*Directive*
Starting at the line that contains "[trace] chrome trim strip" and ending with the last line of the records, give each line as a separate string in a JSON list, leaving out any blank lines.

*The records*
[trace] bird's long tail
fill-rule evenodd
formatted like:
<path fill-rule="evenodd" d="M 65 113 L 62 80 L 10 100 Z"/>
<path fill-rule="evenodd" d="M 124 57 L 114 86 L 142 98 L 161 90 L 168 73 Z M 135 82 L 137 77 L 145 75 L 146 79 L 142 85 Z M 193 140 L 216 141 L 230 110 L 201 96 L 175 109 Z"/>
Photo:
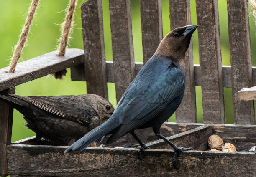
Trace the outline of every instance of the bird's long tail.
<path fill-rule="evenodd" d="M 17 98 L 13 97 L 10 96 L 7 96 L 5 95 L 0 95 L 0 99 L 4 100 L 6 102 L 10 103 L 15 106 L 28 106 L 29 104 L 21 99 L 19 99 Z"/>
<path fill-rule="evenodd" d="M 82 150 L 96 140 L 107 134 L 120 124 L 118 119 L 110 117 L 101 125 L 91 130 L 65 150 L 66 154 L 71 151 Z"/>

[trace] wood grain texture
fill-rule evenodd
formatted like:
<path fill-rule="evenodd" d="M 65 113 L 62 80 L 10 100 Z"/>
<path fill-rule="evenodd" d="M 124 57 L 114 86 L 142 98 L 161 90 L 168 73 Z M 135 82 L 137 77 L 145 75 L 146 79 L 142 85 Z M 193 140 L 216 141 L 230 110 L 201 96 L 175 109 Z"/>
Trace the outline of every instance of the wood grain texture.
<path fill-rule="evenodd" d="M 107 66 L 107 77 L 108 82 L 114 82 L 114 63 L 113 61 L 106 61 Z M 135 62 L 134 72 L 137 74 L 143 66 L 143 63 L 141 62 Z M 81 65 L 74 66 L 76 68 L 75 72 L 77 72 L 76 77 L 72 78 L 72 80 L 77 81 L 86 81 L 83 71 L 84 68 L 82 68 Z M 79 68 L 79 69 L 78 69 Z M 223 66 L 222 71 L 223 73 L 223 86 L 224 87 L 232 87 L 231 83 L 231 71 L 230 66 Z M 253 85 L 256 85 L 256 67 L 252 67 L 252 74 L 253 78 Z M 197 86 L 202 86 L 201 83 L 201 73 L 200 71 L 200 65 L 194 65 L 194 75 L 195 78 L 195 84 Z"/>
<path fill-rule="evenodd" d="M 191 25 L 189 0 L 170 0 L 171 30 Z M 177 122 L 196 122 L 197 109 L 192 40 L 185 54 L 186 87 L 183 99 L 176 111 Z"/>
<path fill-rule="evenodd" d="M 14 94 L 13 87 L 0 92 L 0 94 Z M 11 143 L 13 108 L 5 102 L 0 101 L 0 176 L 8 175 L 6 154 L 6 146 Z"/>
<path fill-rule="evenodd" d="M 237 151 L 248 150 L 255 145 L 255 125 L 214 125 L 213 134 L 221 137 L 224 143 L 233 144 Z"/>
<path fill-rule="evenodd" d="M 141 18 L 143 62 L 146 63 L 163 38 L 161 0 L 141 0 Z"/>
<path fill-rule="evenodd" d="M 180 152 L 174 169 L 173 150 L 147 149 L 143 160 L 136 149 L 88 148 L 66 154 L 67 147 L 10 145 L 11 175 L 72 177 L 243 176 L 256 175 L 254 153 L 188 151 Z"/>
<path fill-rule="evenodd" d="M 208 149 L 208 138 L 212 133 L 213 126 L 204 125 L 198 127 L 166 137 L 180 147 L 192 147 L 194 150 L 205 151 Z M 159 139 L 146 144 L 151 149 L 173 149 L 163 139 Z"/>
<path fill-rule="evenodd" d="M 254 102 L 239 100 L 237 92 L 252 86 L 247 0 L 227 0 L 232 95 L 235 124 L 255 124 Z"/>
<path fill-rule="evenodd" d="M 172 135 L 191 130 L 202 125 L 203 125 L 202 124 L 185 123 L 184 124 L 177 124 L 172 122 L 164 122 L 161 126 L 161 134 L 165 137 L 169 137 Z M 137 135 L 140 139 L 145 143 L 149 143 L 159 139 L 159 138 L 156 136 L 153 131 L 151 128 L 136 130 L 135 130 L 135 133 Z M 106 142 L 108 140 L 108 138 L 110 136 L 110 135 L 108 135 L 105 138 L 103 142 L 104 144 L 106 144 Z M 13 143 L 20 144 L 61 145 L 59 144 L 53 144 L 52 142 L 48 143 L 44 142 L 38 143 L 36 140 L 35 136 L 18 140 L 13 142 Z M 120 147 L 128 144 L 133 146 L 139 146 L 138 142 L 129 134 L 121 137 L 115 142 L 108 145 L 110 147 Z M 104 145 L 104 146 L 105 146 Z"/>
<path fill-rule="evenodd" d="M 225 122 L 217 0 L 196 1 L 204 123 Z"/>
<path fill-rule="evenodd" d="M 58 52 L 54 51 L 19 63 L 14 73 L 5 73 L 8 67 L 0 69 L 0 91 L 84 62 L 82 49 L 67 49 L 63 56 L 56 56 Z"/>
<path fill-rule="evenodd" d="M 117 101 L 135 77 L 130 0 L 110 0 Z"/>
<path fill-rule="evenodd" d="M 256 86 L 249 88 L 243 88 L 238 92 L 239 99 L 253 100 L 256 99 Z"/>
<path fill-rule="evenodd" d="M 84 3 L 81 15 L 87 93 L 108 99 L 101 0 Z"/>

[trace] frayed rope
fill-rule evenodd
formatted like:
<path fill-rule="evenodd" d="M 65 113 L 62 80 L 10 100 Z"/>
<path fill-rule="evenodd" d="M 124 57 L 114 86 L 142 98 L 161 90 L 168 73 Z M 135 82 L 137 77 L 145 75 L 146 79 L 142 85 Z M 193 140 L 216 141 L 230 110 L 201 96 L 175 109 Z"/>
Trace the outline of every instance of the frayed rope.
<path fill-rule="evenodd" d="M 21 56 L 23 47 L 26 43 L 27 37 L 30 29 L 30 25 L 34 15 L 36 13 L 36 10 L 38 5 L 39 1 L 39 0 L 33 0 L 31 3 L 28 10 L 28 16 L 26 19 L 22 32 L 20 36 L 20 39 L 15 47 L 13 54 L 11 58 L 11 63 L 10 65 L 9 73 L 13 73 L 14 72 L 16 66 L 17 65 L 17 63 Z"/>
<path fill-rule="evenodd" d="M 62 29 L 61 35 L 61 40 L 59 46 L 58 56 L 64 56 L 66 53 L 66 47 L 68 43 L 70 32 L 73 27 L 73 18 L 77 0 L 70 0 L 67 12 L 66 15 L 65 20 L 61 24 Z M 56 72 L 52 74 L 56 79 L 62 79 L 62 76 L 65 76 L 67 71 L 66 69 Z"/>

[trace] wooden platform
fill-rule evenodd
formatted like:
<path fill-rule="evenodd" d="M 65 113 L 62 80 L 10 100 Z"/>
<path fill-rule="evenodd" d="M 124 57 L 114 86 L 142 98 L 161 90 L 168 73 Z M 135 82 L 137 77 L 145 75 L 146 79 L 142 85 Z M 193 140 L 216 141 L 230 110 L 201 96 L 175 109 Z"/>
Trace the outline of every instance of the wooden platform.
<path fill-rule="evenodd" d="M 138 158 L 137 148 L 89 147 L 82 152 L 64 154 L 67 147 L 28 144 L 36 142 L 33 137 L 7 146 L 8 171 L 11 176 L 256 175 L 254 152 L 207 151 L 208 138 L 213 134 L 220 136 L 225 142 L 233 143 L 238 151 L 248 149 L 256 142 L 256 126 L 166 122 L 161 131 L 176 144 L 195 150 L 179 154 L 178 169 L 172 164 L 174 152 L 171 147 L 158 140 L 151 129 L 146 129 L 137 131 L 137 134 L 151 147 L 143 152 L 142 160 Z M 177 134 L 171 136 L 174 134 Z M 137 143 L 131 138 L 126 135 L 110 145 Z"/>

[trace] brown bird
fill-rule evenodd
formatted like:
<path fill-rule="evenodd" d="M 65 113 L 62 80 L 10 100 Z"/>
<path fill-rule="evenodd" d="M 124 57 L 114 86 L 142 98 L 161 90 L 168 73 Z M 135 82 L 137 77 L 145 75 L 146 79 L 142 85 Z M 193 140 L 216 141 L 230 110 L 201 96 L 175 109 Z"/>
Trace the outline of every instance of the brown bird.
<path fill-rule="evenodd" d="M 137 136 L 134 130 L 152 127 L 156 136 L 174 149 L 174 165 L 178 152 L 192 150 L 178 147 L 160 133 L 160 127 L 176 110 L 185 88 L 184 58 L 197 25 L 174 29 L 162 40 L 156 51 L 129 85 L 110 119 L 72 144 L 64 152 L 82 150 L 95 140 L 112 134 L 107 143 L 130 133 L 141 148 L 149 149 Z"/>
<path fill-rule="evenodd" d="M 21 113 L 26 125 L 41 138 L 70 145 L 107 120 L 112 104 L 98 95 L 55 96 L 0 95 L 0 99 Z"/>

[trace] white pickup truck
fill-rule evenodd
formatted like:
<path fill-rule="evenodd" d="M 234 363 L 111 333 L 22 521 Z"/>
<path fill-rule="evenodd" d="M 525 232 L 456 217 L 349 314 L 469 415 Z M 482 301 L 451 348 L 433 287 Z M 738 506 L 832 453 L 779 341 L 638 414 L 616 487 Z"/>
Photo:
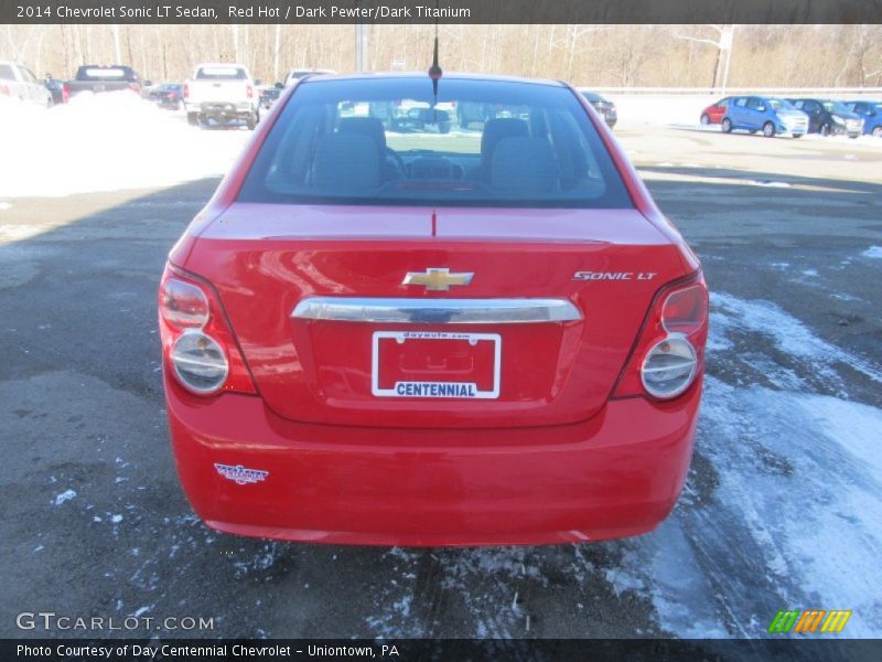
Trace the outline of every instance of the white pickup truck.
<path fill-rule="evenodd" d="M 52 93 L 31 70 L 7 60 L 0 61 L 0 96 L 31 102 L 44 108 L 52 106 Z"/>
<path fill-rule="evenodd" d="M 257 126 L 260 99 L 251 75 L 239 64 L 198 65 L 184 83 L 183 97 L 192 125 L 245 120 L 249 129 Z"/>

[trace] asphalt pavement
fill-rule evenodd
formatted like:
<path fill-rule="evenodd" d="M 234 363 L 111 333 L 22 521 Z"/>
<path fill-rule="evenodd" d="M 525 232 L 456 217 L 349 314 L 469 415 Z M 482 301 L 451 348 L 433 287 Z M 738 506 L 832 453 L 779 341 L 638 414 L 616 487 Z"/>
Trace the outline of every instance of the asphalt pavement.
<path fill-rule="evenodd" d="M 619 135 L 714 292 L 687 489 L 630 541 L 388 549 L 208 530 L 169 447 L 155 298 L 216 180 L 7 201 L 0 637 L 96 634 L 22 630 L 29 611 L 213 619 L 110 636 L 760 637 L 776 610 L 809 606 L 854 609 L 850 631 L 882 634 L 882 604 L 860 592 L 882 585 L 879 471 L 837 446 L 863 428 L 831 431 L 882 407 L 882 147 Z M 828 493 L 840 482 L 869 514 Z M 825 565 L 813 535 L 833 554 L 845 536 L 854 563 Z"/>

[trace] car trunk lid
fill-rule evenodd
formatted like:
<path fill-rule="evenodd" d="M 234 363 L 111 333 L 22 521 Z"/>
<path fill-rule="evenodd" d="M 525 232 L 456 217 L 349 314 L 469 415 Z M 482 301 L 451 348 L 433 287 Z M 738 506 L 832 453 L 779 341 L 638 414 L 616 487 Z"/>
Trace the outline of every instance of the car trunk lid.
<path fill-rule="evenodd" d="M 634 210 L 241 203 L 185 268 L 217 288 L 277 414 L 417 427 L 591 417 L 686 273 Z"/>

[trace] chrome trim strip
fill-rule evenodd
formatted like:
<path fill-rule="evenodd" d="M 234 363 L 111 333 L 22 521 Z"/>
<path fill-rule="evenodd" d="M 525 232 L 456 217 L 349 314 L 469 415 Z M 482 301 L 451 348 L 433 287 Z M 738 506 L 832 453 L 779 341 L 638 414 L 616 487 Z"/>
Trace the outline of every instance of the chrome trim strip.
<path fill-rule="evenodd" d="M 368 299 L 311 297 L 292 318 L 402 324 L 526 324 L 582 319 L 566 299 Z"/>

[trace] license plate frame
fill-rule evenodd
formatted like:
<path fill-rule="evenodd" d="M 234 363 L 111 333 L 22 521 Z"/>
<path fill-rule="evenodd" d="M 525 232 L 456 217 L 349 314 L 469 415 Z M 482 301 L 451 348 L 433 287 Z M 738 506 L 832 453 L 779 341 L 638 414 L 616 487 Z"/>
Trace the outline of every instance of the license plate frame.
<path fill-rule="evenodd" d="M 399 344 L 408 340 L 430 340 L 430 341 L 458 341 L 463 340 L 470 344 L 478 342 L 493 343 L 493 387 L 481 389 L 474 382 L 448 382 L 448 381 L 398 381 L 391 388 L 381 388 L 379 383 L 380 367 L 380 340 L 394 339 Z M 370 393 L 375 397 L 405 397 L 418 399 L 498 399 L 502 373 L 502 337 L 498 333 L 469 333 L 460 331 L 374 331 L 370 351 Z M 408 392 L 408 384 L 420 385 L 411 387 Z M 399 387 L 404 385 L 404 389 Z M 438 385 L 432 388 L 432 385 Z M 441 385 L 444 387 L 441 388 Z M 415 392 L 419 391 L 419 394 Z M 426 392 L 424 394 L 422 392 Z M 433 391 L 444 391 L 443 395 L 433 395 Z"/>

*Correct answer*
[
  "[trace] chrome trim strip",
  "fill-rule evenodd",
  "formatted like:",
  "<path fill-rule=\"evenodd\" d=\"M 234 363 L 111 333 L 22 521 Z\"/>",
  "<path fill-rule=\"evenodd\" d=\"M 525 232 L 456 217 L 349 314 L 469 415 Z M 482 301 L 451 348 L 433 287 Z M 738 506 L 832 453 L 779 341 L 638 414 L 616 487 Z\"/>",
  "Trace the outline of every instance of the chrome trim strip.",
  "<path fill-rule=\"evenodd\" d=\"M 368 299 L 311 297 L 292 318 L 402 324 L 526 324 L 582 319 L 566 299 Z\"/>",
  "[trace] license plate frame",
  "fill-rule evenodd",
  "formatted like:",
  "<path fill-rule=\"evenodd\" d=\"M 234 363 L 111 333 L 22 521 Z\"/>",
  "<path fill-rule=\"evenodd\" d=\"M 525 232 L 456 217 L 349 314 L 469 415 Z M 482 301 L 451 348 L 433 287 Z M 738 506 L 832 453 L 779 341 L 638 414 L 616 487 Z\"/>",
  "Trace the outline of every instance of the license plate frame.",
  "<path fill-rule=\"evenodd\" d=\"M 399 344 L 408 340 L 430 340 L 430 341 L 458 341 L 463 340 L 470 344 L 478 342 L 493 343 L 493 387 L 481 389 L 474 382 L 448 382 L 448 381 L 398 381 L 391 388 L 381 388 L 379 383 L 380 367 L 380 340 L 394 339 Z M 370 393 L 375 397 L 405 397 L 418 399 L 498 399 L 502 373 L 502 337 L 498 333 L 469 333 L 460 331 L 374 331 L 370 351 Z M 408 392 L 408 384 L 420 385 L 411 387 Z M 399 387 L 404 385 L 404 389 Z M 438 385 L 432 388 L 432 385 Z M 441 385 L 444 387 L 441 388 Z M 415 392 L 419 391 L 419 394 Z M 426 392 L 424 394 L 422 392 Z M 433 391 L 444 391 L 443 395 L 433 395 Z\"/>"
]